─── INPUT MATERIAL ───

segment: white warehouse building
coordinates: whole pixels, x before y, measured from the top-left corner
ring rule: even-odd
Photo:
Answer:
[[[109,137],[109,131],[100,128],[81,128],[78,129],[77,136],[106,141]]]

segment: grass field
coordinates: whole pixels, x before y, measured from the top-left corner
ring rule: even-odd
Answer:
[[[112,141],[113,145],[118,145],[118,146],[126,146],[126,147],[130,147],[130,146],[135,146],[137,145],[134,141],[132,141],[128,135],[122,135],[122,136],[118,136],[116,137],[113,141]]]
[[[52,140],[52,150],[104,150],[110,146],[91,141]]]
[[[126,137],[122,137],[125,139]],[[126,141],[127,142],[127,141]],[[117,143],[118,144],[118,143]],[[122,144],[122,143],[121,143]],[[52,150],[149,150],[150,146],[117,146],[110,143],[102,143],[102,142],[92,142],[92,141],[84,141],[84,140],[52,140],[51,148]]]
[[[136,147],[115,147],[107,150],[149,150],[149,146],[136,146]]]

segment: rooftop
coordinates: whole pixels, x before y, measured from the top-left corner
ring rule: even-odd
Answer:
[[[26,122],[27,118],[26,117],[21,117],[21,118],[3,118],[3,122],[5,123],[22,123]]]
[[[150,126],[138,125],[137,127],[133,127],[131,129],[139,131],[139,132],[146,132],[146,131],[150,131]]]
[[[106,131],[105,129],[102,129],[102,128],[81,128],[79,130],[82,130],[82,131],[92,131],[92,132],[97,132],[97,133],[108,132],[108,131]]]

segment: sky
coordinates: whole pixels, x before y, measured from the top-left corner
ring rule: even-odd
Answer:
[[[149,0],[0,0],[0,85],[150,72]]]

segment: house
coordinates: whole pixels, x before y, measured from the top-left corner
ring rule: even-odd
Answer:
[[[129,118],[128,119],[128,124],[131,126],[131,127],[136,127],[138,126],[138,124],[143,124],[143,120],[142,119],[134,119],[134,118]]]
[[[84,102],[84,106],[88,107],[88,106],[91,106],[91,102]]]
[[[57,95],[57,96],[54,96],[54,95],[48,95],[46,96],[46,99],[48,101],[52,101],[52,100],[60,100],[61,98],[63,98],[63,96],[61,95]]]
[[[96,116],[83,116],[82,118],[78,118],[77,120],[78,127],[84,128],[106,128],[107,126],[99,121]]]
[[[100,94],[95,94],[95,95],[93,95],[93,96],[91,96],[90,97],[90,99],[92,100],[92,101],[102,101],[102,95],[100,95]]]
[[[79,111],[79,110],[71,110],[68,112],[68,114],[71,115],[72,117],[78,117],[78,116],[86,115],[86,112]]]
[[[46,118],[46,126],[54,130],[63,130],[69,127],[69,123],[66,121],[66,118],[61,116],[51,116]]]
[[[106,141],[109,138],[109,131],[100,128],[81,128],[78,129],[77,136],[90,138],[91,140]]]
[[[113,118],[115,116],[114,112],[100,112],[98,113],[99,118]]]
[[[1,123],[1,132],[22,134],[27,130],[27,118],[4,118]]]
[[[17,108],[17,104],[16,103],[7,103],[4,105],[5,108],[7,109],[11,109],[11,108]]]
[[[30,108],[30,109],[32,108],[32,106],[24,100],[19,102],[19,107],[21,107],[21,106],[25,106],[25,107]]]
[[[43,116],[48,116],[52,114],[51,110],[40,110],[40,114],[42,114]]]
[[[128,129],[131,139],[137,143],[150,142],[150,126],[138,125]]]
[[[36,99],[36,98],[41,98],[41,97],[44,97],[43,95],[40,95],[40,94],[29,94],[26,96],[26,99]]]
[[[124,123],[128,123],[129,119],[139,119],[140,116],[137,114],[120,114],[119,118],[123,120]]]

───

- **DESCRIPTION OF THE TASK**
The records above must be printed again in full, exactly as written.

- **RESULT FOR THIS TASK**
segment: white warehouse building
coordinates: whole pixels, x before y, measured from the top-left corner
ring rule: even-odd
Photo:
Answer:
[[[109,137],[109,131],[100,128],[81,128],[78,129],[77,136],[106,141]]]

segment: grass field
coordinates: whole pixels, x before y, measured from the top-left corner
ring rule: even-odd
Answer:
[[[112,141],[113,145],[118,145],[118,146],[126,146],[126,147],[130,147],[130,146],[135,146],[137,145],[134,141],[132,141],[128,135],[122,135],[122,136],[118,136],[116,137],[113,141]]]
[[[52,140],[52,150],[104,150],[110,146],[91,141]]]
[[[126,137],[122,137],[125,139]],[[126,141],[127,142],[127,141]],[[117,143],[118,144],[118,143]],[[122,144],[122,143],[121,143]],[[52,150],[149,150],[150,146],[117,146],[110,143],[102,143],[102,142],[92,142],[92,141],[84,141],[84,140],[52,140],[51,148]]]
[[[136,147],[115,147],[107,150],[149,150],[149,146],[136,146]]]

segment: rooftop
coordinates: whole pixels, x before y, measured from the top-left corner
ring rule: even-odd
Answer:
[[[26,122],[27,118],[26,117],[21,117],[21,118],[3,118],[3,122],[5,123],[22,123]]]
[[[150,126],[138,125],[137,127],[133,127],[131,129],[139,131],[139,132],[146,132],[146,131],[150,131]]]
[[[106,131],[105,129],[102,129],[102,128],[81,128],[79,130],[82,130],[82,131],[92,131],[92,132],[97,132],[97,133],[108,132],[108,131]]]

segment: sky
coordinates: whole pixels, x before y, measured from the top-left corner
ring rule: even-odd
Answer:
[[[149,0],[0,0],[0,85],[150,72]]]

segment: house
coordinates: whole pixels, x before y, measured from the top-left corner
ring rule: even-odd
Answer:
[[[129,118],[128,119],[128,124],[131,126],[131,127],[136,127],[138,126],[138,124],[143,124],[143,120],[142,119],[134,119],[134,118]]]
[[[84,102],[84,106],[88,107],[88,106],[91,106],[91,102]]]
[[[57,95],[57,96],[54,96],[54,95],[48,95],[46,96],[46,99],[48,101],[52,101],[52,100],[60,100],[61,98],[63,98],[63,96],[61,95]]]
[[[96,116],[83,116],[82,118],[78,118],[77,120],[78,127],[84,128],[106,128],[107,126],[99,121]]]
[[[100,94],[95,94],[95,95],[93,95],[93,96],[91,96],[90,97],[90,99],[92,100],[92,101],[102,101],[102,95],[100,95]]]
[[[79,111],[79,110],[71,110],[68,112],[68,114],[71,115],[72,117],[78,117],[78,116],[86,115],[86,112]]]
[[[46,118],[46,126],[54,130],[63,130],[69,127],[69,123],[66,121],[66,118],[61,116],[51,116]]]
[[[106,141],[109,138],[109,131],[100,128],[81,128],[78,129],[77,136],[90,138],[91,140]]]
[[[113,118],[115,116],[114,112],[100,112],[98,113],[99,118]]]
[[[1,123],[1,132],[22,134],[27,130],[27,118],[4,118]]]
[[[17,108],[17,104],[16,103],[7,103],[4,105],[5,108],[7,109],[11,109],[11,108]]]
[[[30,108],[30,109],[32,108],[32,106],[24,100],[19,102],[19,107],[21,107],[21,106],[25,106],[25,107]]]
[[[43,116],[48,116],[52,114],[51,110],[40,110],[40,114],[42,114]]]
[[[128,129],[131,139],[137,143],[150,142],[150,126],[138,125]]]
[[[36,99],[36,98],[41,98],[41,97],[44,97],[43,95],[40,95],[40,94],[29,94],[26,96],[26,99]]]
[[[124,123],[128,123],[129,119],[139,119],[140,116],[137,114],[120,114],[119,118],[123,120]]]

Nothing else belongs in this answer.